• _Work order_
All pictures are to be excluded when the data below is output verbatim.

• _Extracted records_
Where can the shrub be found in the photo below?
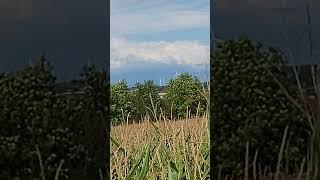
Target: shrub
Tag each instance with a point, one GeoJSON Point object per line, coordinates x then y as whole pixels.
{"type": "Point", "coordinates": [249, 106]}
{"type": "Point", "coordinates": [185, 93]}
{"type": "Point", "coordinates": [146, 99]}
{"type": "Point", "coordinates": [121, 103]}
{"type": "Point", "coordinates": [32, 115]}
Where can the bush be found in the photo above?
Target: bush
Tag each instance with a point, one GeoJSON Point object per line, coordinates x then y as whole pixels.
{"type": "Point", "coordinates": [146, 100]}
{"type": "Point", "coordinates": [185, 93]}
{"type": "Point", "coordinates": [122, 106]}
{"type": "Point", "coordinates": [248, 106]}
{"type": "Point", "coordinates": [32, 115]}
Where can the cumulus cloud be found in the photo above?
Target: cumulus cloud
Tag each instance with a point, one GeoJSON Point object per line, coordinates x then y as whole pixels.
{"type": "Point", "coordinates": [124, 51]}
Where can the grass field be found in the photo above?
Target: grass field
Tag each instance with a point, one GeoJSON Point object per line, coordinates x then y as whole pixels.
{"type": "Point", "coordinates": [161, 150]}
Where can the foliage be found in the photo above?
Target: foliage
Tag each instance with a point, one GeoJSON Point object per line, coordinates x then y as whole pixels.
{"type": "Point", "coordinates": [121, 103]}
{"type": "Point", "coordinates": [32, 115]}
{"type": "Point", "coordinates": [173, 150]}
{"type": "Point", "coordinates": [249, 106]}
{"type": "Point", "coordinates": [146, 99]}
{"type": "Point", "coordinates": [185, 94]}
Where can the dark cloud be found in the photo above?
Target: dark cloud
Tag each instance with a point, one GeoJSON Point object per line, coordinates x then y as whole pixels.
{"type": "Point", "coordinates": [280, 25]}
{"type": "Point", "coordinates": [70, 32]}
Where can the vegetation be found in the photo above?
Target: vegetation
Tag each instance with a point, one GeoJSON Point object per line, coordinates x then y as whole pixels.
{"type": "Point", "coordinates": [184, 98]}
{"type": "Point", "coordinates": [161, 150]}
{"type": "Point", "coordinates": [255, 106]}
{"type": "Point", "coordinates": [43, 135]}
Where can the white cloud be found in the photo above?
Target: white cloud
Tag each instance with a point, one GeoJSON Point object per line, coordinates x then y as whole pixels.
{"type": "Point", "coordinates": [124, 52]}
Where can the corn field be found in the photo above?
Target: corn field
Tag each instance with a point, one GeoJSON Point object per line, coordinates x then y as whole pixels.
{"type": "Point", "coordinates": [161, 150]}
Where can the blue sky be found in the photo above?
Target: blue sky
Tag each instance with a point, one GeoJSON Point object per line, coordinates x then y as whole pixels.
{"type": "Point", "coordinates": [153, 40]}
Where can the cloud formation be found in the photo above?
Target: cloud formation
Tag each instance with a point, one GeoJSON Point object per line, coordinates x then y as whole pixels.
{"type": "Point", "coordinates": [124, 51]}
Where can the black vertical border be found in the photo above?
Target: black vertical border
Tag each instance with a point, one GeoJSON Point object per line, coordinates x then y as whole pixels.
{"type": "Point", "coordinates": [108, 119]}
{"type": "Point", "coordinates": [211, 124]}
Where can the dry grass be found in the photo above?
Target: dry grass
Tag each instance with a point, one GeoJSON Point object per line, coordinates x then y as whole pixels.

• _Your response_
Where can the shrub be found in the photo below?
Target: shrub
Tag each instance with a point, one GeoJSON Point object per line, coordinates x then y as whole pixels.
{"type": "Point", "coordinates": [249, 106]}
{"type": "Point", "coordinates": [185, 93]}
{"type": "Point", "coordinates": [146, 99]}
{"type": "Point", "coordinates": [121, 103]}
{"type": "Point", "coordinates": [32, 115]}
Where can the bush be found in the photo above?
Target: bush
Tag each instance with a point, one GeoJSON Point object per line, coordinates x then y as whole pixels.
{"type": "Point", "coordinates": [146, 100]}
{"type": "Point", "coordinates": [185, 93]}
{"type": "Point", "coordinates": [122, 106]}
{"type": "Point", "coordinates": [248, 106]}
{"type": "Point", "coordinates": [32, 115]}
Where can the cumulus cloud be found in the photo above?
Target: cumulus cloud
Tag each instance with a point, one GeoJSON Point object per line, coordinates x then y as whole pixels.
{"type": "Point", "coordinates": [124, 51]}
Where can the grass field be found in the photo above?
Target: grass field
Tag each instance with a point, one GeoJSON Point object per line, coordinates x then y as whole pixels.
{"type": "Point", "coordinates": [161, 150]}
Where can the foliage be found in the photo above?
Target: foliage
Tag each instance with a point, one GeoJSON Point object per line, coordinates x then y as whole pixels.
{"type": "Point", "coordinates": [121, 103]}
{"type": "Point", "coordinates": [32, 115]}
{"type": "Point", "coordinates": [173, 150]}
{"type": "Point", "coordinates": [249, 106]}
{"type": "Point", "coordinates": [146, 99]}
{"type": "Point", "coordinates": [185, 94]}
Where can the dark cloud be found in the photo above?
Target: dark cloud
Tag each instance with a point, one GeoJSON Point object per line, coordinates x then y as whole pixels.
{"type": "Point", "coordinates": [280, 25]}
{"type": "Point", "coordinates": [70, 32]}
Where can the vegetation be found in the photo above?
Target: vegetation
Tag each instance with a point, one GeoJSON Point object per line, coordinates x then y as whole pixels.
{"type": "Point", "coordinates": [184, 98]}
{"type": "Point", "coordinates": [161, 150]}
{"type": "Point", "coordinates": [255, 106]}
{"type": "Point", "coordinates": [43, 135]}
Where can the white cloud be found in the photo above?
Target: white cloud
Tag each instance with a point, one GeoJSON Point object per line, coordinates x then y as whole pixels.
{"type": "Point", "coordinates": [124, 52]}
Where can the corn field be found in the photo above?
Target: corn field
Tag each instance with a point, one GeoJSON Point object per line, coordinates x then y as whole pixels.
{"type": "Point", "coordinates": [161, 150]}
Where can the blue sky be found in the photo above?
Target: blue sky
Tag each instance with a point, one GeoJSON Point object per line, coordinates x then y as whole pixels.
{"type": "Point", "coordinates": [153, 40]}
Where can the cloud formation be found in the photo above?
Target: cloud formation
Tag each instance with a point, one GeoJSON Point object per line, coordinates x then y as whole pixels.
{"type": "Point", "coordinates": [124, 51]}
Where can the black vertical border be found in the photo above?
Target: black vertical border
Tag each instance with a point, one GeoJSON Point object per line, coordinates x then y as whole pixels.
{"type": "Point", "coordinates": [108, 119]}
{"type": "Point", "coordinates": [211, 124]}
Where can the dry grass be found in the photo above?
Target: dry grass
Tag each instance with a point, one GeoJSON Point object per line, coordinates x then y as whole pixels.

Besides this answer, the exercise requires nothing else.